=== DATA EXCERPTS ===

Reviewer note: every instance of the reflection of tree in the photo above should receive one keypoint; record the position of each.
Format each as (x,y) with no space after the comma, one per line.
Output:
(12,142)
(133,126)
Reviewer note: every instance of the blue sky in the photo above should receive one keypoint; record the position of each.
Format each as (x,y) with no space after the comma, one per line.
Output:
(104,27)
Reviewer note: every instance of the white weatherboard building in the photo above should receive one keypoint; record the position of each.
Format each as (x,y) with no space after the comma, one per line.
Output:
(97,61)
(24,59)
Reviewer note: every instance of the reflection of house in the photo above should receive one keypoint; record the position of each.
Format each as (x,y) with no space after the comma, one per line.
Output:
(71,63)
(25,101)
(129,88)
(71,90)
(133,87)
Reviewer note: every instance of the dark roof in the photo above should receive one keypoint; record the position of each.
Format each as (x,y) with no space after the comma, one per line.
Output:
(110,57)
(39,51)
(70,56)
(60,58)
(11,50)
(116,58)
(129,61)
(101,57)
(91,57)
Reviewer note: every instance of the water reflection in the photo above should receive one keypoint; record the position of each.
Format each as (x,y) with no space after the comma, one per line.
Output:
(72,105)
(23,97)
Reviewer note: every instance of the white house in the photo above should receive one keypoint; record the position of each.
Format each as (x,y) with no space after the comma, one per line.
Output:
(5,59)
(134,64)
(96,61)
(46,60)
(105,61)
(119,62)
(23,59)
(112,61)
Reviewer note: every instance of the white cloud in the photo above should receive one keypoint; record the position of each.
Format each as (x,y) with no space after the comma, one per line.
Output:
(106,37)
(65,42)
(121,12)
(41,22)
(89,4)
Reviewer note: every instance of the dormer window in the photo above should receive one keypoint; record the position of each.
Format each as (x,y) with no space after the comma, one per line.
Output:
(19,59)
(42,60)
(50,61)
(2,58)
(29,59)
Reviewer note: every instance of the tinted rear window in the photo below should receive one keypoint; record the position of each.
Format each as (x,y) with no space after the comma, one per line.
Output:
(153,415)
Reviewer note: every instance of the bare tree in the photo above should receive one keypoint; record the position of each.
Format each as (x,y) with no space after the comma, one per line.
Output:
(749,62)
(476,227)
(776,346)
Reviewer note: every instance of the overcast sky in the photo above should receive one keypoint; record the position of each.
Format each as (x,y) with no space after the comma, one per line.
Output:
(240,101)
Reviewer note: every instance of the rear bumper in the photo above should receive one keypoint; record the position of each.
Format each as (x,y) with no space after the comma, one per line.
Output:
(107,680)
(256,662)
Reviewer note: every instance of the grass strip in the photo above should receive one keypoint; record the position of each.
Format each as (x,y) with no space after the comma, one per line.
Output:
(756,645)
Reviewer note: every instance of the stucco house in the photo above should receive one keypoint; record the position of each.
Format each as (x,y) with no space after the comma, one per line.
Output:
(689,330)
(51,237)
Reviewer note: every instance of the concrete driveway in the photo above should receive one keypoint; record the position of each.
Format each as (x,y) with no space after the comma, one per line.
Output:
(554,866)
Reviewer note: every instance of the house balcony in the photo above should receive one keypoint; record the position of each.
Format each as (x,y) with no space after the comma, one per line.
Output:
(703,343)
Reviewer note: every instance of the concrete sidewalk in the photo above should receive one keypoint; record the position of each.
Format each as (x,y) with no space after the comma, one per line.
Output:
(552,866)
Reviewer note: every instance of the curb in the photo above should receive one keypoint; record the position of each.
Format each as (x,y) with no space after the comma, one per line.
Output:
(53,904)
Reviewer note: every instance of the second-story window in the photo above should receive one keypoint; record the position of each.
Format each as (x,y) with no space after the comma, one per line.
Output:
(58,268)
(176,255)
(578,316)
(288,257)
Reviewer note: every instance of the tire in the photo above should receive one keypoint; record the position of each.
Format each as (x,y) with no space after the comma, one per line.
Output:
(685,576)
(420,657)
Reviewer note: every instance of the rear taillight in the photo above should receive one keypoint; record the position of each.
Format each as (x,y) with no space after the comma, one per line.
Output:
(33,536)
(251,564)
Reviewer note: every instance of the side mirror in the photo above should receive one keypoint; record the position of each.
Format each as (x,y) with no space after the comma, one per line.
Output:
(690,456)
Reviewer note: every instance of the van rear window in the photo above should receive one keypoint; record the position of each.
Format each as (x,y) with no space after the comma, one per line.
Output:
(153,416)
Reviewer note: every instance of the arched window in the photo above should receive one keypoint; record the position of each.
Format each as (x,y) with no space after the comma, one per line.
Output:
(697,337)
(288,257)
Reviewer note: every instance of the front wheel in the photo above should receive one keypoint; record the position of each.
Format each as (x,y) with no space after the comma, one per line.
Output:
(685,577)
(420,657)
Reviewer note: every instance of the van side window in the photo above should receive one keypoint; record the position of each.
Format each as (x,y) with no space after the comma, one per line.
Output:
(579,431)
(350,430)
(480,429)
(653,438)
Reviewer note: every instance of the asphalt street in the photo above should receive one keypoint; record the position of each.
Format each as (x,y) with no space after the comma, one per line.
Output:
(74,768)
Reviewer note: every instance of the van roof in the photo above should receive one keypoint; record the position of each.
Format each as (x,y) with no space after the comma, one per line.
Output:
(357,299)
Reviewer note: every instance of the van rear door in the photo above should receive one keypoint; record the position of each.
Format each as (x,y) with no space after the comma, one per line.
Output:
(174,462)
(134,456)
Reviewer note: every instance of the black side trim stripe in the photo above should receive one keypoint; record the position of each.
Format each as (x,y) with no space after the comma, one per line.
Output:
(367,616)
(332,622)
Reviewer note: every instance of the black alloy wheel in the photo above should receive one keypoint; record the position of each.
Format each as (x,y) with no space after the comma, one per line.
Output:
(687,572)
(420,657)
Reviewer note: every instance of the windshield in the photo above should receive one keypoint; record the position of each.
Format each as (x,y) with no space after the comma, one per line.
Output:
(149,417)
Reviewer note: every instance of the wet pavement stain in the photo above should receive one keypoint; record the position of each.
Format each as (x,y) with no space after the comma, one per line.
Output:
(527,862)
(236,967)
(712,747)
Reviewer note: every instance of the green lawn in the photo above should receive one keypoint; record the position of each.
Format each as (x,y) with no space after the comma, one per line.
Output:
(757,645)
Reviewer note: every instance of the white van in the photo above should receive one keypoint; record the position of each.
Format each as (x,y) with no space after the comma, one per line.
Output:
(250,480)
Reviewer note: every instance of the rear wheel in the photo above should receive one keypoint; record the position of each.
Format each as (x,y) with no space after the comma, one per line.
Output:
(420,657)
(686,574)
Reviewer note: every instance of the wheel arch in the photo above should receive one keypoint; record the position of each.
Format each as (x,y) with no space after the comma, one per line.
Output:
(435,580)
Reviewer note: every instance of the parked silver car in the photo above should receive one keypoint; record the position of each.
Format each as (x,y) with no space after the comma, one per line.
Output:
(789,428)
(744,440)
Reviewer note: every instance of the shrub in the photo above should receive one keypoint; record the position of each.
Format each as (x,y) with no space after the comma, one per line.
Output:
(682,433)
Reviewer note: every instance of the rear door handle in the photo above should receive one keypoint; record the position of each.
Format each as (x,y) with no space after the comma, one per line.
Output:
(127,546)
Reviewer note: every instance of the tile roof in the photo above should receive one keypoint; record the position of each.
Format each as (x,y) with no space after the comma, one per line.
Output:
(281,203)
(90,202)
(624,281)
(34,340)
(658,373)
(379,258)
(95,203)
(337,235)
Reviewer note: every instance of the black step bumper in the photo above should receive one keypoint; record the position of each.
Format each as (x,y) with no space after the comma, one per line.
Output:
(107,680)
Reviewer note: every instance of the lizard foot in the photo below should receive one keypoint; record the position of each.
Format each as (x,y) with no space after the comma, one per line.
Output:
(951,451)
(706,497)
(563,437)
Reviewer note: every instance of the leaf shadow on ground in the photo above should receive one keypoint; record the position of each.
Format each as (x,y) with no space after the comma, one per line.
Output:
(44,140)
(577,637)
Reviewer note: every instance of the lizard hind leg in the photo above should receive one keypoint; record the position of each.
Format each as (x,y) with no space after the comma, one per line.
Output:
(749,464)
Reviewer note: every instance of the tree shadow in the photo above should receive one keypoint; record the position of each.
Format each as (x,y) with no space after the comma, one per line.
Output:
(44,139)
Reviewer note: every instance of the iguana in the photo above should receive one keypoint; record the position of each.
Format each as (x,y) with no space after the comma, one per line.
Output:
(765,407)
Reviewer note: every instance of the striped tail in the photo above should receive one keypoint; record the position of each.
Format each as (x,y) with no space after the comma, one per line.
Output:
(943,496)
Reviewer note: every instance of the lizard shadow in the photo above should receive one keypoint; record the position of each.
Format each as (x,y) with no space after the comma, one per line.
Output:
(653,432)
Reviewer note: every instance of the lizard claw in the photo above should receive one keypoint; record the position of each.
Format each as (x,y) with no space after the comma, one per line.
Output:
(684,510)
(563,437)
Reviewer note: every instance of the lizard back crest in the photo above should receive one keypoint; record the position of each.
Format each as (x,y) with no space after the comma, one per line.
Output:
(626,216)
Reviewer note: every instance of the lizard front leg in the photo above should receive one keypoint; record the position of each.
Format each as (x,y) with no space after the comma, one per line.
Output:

===

Your answer should be one number: how many lines in the records above include "concrete".

= SOLVED PROBLEM =
2